Shape labeling records

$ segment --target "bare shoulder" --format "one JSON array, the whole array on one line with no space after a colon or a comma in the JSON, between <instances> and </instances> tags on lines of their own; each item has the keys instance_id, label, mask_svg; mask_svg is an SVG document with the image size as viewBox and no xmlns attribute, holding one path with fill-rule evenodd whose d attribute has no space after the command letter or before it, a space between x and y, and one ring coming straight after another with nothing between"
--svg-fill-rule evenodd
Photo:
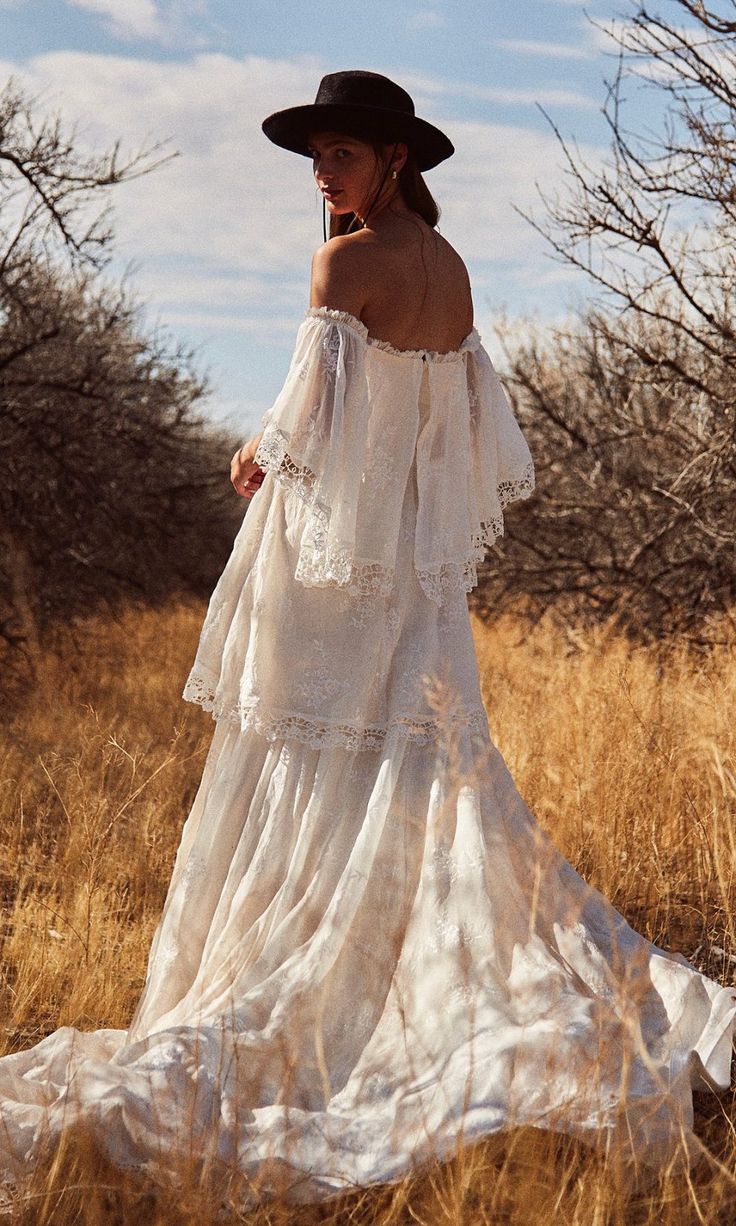
<instances>
[{"instance_id":1,"label":"bare shoulder","mask_svg":"<svg viewBox=\"0 0 736 1226\"><path fill-rule=\"evenodd\" d=\"M312 257L310 306L331 306L356 318L366 303L367 245L361 232L336 234Z\"/></svg>"}]
</instances>

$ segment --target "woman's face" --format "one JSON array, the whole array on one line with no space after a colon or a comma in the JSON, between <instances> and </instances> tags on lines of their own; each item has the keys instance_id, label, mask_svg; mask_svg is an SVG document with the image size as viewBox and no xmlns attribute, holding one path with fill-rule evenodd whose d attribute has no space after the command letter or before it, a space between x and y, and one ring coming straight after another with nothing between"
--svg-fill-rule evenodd
<instances>
[{"instance_id":1,"label":"woman's face","mask_svg":"<svg viewBox=\"0 0 736 1226\"><path fill-rule=\"evenodd\" d=\"M386 158L394 146L386 146ZM330 213L363 216L381 180L385 163L377 162L373 146L341 132L312 132L309 150L315 183L324 195ZM396 167L405 161L405 145L396 150ZM404 157L401 156L404 153ZM384 190L391 190L389 177ZM383 192L381 192L383 196Z\"/></svg>"}]
</instances>

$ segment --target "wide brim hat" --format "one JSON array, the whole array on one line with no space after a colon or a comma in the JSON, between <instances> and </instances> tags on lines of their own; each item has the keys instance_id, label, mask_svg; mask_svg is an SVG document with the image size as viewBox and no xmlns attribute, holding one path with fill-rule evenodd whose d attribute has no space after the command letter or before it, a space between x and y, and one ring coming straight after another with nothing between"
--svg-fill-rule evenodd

Exercise requirements:
Pictures in the records must not appear in the copy; transcribe everything else precisely.

Written solution:
$ segment --target "bare shoulder" --format "one JSON array, the whole array on one line with no space after a colon or a comma in the JSON, between <instances> and </instances> tags on lines of their own; each item has the keys instance_id, label, mask_svg; mask_svg is an SVG document with the image size as viewBox and no xmlns attribute, holding one path with fill-rule evenodd whose d attribute has no space after the command letter or before it, a space between x and y, and one ring coming straight after another with nothing between"
--svg-fill-rule evenodd
Photo:
<instances>
[{"instance_id":1,"label":"bare shoulder","mask_svg":"<svg viewBox=\"0 0 736 1226\"><path fill-rule=\"evenodd\" d=\"M312 257L310 306L331 306L356 318L366 303L367 245L361 232L336 234Z\"/></svg>"}]
</instances>

$ segment --target "woman's face" --format "one JSON array, the whole array on one line with no space after a colon or a comma in the JSON, between <instances> and </instances> tags on lines of their own; each item has the keys instance_id, label, mask_svg; mask_svg is an SVG document with the image size as viewBox and no xmlns attribute, holding one path with fill-rule evenodd whose d attribute has no space after the command letter or before it, a space between x and y, and one ring coming straight after another with nothing between"
--svg-fill-rule evenodd
<instances>
[{"instance_id":1,"label":"woman's face","mask_svg":"<svg viewBox=\"0 0 736 1226\"><path fill-rule=\"evenodd\" d=\"M386 158L394 146L386 146ZM330 213L363 216L381 180L385 163L377 162L373 146L341 132L312 132L309 150L315 183L324 195ZM396 167L405 161L405 145L396 150ZM404 157L401 156L404 153ZM384 190L391 190L389 177ZM383 192L381 192L383 196Z\"/></svg>"}]
</instances>

$ segment --target "wide brim hat" --format "one JSON array, the whole array on one line with no space after a colon or a comma in the JSON, between <instances> and </instances> tags on lines of their own; each item has the keys instance_id, label, mask_svg; mask_svg is an SVG document with the image size as viewBox and no xmlns attribute, holding one path with fill-rule evenodd whose d attribute has no space after the command letter or before it, a space between x and y, and one ring coming straight after another with nothing between"
--svg-fill-rule evenodd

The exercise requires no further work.